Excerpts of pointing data
•••
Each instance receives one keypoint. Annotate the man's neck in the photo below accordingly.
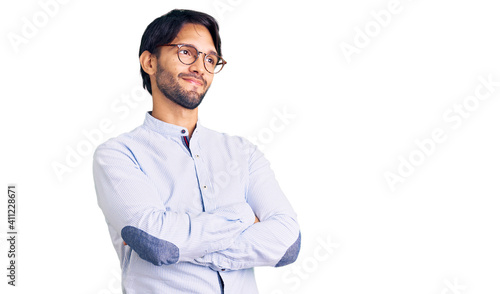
(172, 113)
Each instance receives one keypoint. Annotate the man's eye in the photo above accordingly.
(210, 60)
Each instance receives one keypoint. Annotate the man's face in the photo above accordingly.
(185, 85)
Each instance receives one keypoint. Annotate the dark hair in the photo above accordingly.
(165, 28)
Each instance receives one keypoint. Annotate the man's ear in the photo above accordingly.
(148, 62)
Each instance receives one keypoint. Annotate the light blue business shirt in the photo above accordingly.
(186, 208)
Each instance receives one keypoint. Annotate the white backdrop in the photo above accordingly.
(387, 144)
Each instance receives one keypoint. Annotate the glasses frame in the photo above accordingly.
(221, 61)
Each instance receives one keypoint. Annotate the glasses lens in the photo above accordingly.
(213, 63)
(187, 54)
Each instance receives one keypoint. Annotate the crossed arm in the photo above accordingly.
(262, 231)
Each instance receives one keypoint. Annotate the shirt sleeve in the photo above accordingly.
•••
_EXERCISE INSTRUCTIONS_
Format the data above as a Markdown table with the columns Row and Line. Give each nonblank line its own numbered row, and leave the pictures out.

_RESPONSE FOR THIS EXERCISE_
| Row | Line |
|---|---|
| 1 | Each instance receives one keypoint. Annotate the man's neck in the photo below accordingly. |
| 2 | (172, 113) |
| 3 | Each instance receives one keypoint. Annotate the man's eye in the photo above accordingly. |
| 4 | (210, 60) |
| 5 | Each instance receives one keypoint. Annotate the man's face in the photo above accordingly. |
| 6 | (185, 85) |
| 7 | Each instance receives one keypoint. Annotate the dark hair in the photo above accordingly. |
| 8 | (165, 28) |
| 9 | Each instance receives one keypoint. Annotate the man's ear in the photo above accordingly. |
| 10 | (148, 62) |
| 11 | Each instance receives one keypoint. Annotate the light blue business shirt in the photo above accordingly. |
| 12 | (186, 208) |
| 13 | Each instance receives one keypoint. Annotate the white backdrop in the photo above accordingly. |
| 14 | (387, 144) |
| 15 | Each instance receives one keypoint. Annotate the glasses frame in the photo above accordingly. |
| 16 | (221, 61) |
| 17 | Each instance receives one keypoint. Annotate the glasses lens in the photo above accordingly. |
| 18 | (213, 63) |
| 19 | (187, 54) |
| 20 | Each instance receives one keypoint. Annotate the crossed arm in the photo above accordingly. |
| 21 | (262, 231) |
| 22 | Each instance receives one keypoint. Annotate the shirt sleeve in the photo above accordingly. |